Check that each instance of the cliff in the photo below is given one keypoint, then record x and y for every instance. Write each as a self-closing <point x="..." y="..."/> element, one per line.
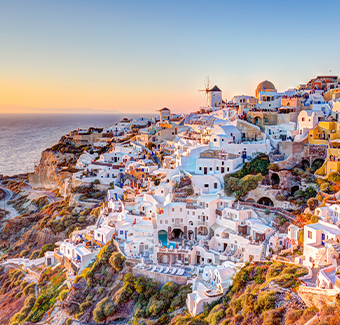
<point x="49" y="173"/>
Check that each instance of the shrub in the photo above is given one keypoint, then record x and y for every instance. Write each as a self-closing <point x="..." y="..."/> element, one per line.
<point x="63" y="295"/>
<point x="324" y="187"/>
<point x="45" y="248"/>
<point x="34" y="255"/>
<point x="274" y="167"/>
<point x="24" y="253"/>
<point x="104" y="309"/>
<point x="117" y="261"/>
<point x="216" y="315"/>
<point x="85" y="305"/>
<point x="265" y="301"/>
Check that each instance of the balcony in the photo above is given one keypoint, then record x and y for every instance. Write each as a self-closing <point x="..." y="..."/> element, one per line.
<point x="219" y="212"/>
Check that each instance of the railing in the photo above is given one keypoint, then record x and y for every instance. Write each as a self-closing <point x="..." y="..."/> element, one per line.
<point x="219" y="212"/>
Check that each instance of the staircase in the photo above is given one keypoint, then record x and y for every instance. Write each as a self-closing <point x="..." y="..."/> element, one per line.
<point x="264" y="248"/>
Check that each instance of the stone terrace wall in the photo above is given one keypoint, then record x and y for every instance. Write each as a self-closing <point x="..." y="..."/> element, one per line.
<point x="317" y="297"/>
<point x="161" y="278"/>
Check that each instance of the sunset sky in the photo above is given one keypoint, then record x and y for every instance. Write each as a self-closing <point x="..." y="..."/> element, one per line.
<point x="139" y="56"/>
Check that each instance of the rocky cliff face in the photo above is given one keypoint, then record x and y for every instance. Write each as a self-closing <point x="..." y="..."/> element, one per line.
<point x="49" y="173"/>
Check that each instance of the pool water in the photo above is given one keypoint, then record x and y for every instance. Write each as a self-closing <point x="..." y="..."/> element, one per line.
<point x="164" y="239"/>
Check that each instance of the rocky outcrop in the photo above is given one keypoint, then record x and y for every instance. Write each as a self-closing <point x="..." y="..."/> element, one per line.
<point x="49" y="173"/>
<point x="317" y="297"/>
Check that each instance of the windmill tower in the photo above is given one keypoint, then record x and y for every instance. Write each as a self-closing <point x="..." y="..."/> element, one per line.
<point x="212" y="96"/>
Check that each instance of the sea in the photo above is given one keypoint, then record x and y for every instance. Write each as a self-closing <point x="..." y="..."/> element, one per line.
<point x="24" y="136"/>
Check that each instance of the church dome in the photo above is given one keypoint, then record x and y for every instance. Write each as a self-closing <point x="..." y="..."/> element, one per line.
<point x="264" y="86"/>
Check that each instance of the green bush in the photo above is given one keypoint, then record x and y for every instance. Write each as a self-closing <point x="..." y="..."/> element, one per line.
<point x="104" y="309"/>
<point x="265" y="301"/>
<point x="46" y="248"/>
<point x="24" y="253"/>
<point x="34" y="255"/>
<point x="117" y="261"/>
<point x="63" y="295"/>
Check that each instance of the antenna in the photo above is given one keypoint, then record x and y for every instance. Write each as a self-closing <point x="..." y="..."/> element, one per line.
<point x="204" y="92"/>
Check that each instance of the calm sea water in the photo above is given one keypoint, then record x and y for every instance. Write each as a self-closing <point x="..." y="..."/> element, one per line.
<point x="23" y="137"/>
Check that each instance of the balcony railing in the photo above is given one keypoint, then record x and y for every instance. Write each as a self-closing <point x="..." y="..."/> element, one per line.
<point x="219" y="212"/>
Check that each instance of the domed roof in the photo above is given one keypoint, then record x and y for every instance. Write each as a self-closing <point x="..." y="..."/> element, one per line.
<point x="264" y="86"/>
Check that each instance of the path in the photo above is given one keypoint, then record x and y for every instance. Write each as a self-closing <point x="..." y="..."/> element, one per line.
<point x="312" y="282"/>
<point x="3" y="204"/>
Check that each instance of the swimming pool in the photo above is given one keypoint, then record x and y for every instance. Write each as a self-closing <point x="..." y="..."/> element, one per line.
<point x="163" y="237"/>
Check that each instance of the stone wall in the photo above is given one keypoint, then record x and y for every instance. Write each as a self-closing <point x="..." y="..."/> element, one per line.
<point x="317" y="297"/>
<point x="160" y="277"/>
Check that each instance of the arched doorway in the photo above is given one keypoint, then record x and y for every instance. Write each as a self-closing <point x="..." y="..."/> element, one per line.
<point x="317" y="163"/>
<point x="266" y="201"/>
<point x="275" y="178"/>
<point x="294" y="189"/>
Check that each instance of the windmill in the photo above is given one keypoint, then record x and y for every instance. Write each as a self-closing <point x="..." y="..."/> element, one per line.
<point x="205" y="92"/>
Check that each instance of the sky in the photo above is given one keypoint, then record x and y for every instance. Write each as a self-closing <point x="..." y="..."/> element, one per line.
<point x="139" y="56"/>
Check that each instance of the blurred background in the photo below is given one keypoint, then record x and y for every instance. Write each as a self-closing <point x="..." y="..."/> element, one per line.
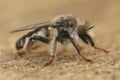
<point x="105" y="14"/>
<point x="19" y="13"/>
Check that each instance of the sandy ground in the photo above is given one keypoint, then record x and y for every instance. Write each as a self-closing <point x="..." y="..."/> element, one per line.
<point x="68" y="65"/>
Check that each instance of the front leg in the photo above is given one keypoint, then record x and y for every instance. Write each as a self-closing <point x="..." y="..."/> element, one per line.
<point x="78" y="51"/>
<point x="53" y="52"/>
<point x="26" y="48"/>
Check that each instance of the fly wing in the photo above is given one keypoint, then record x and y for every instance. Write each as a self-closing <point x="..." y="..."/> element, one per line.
<point x="34" y="26"/>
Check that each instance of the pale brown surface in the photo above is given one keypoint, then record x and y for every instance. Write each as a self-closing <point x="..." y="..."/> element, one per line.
<point x="105" y="14"/>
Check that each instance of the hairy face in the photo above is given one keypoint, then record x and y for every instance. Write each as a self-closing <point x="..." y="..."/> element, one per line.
<point x="66" y="22"/>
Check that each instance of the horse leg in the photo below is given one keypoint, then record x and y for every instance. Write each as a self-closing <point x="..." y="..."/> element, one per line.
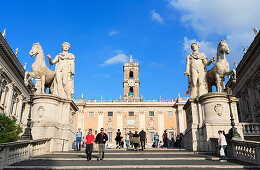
<point x="31" y="75"/>
<point x="218" y="83"/>
<point x="43" y="84"/>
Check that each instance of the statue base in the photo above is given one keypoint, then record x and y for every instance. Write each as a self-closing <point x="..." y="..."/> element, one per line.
<point x="207" y="115"/>
<point x="54" y="117"/>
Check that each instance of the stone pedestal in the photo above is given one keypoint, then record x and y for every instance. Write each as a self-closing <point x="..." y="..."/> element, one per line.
<point x="205" y="116"/>
<point x="54" y="117"/>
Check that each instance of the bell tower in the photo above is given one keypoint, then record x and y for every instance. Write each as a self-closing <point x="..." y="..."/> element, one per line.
<point x="131" y="80"/>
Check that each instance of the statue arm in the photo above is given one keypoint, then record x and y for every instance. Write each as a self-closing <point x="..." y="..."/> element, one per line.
<point x="187" y="73"/>
<point x="72" y="66"/>
<point x="211" y="60"/>
<point x="56" y="59"/>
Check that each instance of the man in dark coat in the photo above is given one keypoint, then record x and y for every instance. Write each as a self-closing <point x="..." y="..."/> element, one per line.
<point x="142" y="135"/>
<point x="101" y="141"/>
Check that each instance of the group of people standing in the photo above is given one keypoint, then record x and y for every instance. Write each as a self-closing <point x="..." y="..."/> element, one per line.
<point x="99" y="140"/>
<point x="133" y="140"/>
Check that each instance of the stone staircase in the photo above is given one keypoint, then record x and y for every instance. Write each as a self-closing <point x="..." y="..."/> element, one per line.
<point x="129" y="159"/>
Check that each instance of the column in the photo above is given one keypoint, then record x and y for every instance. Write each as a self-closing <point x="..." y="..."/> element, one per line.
<point x="180" y="120"/>
<point x="20" y="108"/>
<point x="141" y="120"/>
<point x="160" y="124"/>
<point x="9" y="99"/>
<point x="119" y="121"/>
<point x="80" y="122"/>
<point x="100" y="120"/>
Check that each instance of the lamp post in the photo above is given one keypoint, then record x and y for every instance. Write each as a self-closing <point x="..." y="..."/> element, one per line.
<point x="27" y="135"/>
<point x="233" y="130"/>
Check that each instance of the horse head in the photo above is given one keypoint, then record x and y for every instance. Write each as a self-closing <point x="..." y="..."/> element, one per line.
<point x="36" y="49"/>
<point x="223" y="47"/>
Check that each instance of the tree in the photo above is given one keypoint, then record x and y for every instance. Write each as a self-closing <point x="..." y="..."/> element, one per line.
<point x="9" y="130"/>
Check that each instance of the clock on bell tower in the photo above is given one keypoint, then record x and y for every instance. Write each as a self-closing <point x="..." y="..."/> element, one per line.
<point x="131" y="79"/>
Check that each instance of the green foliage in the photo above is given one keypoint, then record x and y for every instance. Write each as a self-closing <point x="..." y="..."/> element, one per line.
<point x="9" y="130"/>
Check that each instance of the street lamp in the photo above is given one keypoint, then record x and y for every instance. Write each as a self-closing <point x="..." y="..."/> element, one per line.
<point x="27" y="135"/>
<point x="233" y="130"/>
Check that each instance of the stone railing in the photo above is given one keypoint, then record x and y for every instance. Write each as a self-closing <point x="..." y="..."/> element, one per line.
<point x="129" y="100"/>
<point x="251" y="129"/>
<point x="13" y="152"/>
<point x="246" y="151"/>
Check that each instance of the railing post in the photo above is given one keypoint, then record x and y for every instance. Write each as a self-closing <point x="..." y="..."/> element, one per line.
<point x="257" y="154"/>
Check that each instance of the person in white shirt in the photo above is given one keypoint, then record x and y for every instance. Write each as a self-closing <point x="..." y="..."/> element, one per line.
<point x="222" y="143"/>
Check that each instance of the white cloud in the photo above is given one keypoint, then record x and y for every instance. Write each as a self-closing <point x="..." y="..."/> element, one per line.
<point x="205" y="47"/>
<point x="155" y="64"/>
<point x="119" y="58"/>
<point x="233" y="19"/>
<point x="111" y="33"/>
<point x="156" y="16"/>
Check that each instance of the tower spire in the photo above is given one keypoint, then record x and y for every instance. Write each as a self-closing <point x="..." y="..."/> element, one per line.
<point x="131" y="58"/>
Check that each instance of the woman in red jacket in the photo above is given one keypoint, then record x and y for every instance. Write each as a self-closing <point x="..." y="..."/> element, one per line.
<point x="89" y="144"/>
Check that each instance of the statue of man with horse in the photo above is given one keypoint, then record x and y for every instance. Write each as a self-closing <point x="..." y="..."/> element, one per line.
<point x="199" y="79"/>
<point x="196" y="71"/>
<point x="60" y="82"/>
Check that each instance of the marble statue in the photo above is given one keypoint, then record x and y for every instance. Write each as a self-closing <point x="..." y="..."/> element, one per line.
<point x="4" y="33"/>
<point x="24" y="67"/>
<point x="255" y="30"/>
<point x="216" y="75"/>
<point x="196" y="71"/>
<point x="16" y="51"/>
<point x="64" y="70"/>
<point x="40" y="70"/>
<point x="244" y="49"/>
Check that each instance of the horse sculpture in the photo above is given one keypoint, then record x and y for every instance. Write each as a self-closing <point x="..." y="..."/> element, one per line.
<point x="216" y="75"/>
<point x="40" y="70"/>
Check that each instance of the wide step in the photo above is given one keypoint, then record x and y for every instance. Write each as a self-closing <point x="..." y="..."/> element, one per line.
<point x="122" y="159"/>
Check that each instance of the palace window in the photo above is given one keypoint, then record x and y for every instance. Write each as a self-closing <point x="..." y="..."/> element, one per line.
<point x="169" y="114"/>
<point x="171" y="134"/>
<point x="131" y="114"/>
<point x="151" y="136"/>
<point x="131" y="75"/>
<point x="110" y="114"/>
<point x="151" y="114"/>
<point x="91" y="114"/>
<point x="109" y="135"/>
<point x="131" y="91"/>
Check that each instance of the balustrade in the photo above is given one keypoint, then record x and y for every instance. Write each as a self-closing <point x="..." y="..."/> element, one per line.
<point x="251" y="129"/>
<point x="129" y="100"/>
<point x="13" y="152"/>
<point x="246" y="151"/>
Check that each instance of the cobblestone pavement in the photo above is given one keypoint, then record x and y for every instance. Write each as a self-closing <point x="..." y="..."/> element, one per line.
<point x="129" y="159"/>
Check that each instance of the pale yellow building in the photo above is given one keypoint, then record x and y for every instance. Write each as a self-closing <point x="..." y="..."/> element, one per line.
<point x="132" y="113"/>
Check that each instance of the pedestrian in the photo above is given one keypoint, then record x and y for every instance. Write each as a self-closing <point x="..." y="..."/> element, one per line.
<point x="78" y="139"/>
<point x="142" y="135"/>
<point x="222" y="143"/>
<point x="131" y="138"/>
<point x="89" y="144"/>
<point x="165" y="139"/>
<point x="172" y="141"/>
<point x="127" y="141"/>
<point x="156" y="140"/>
<point x="136" y="140"/>
<point x="101" y="141"/>
<point x="95" y="144"/>
<point x="118" y="139"/>
<point x="178" y="141"/>
<point x="181" y="138"/>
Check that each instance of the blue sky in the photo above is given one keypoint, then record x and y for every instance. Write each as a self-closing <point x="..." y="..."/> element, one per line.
<point x="103" y="33"/>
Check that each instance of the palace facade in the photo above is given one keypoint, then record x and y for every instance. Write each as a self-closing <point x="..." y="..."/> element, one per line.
<point x="247" y="86"/>
<point x="132" y="113"/>
<point x="12" y="89"/>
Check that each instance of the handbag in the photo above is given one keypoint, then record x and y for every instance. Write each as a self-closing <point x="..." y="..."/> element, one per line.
<point x="222" y="152"/>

**********

▶ _Short exercise_:
Take the lines above from the one holding "Check that each instance of the blue" to the last and output them exactly.

▶ _Worked answer_:
Check that each instance of the blue sky in the photo above is given one keypoint, then record x and y for every instance. Write each as a self-closing <point x="..." y="..."/> element, one per line.
<point x="103" y="33"/>
Check that each instance of the palace facade in the photo above is given one keypoint, then record x and y for every instance. Write each as a self-closing <point x="..." y="..."/> element, one per line.
<point x="247" y="86"/>
<point x="132" y="113"/>
<point x="12" y="89"/>
Check that each instance of the handbag in the photo above is given one keypoint, then record x and y for every instance. Write each as a self-closing <point x="..." y="..."/> element, one per line.
<point x="222" y="152"/>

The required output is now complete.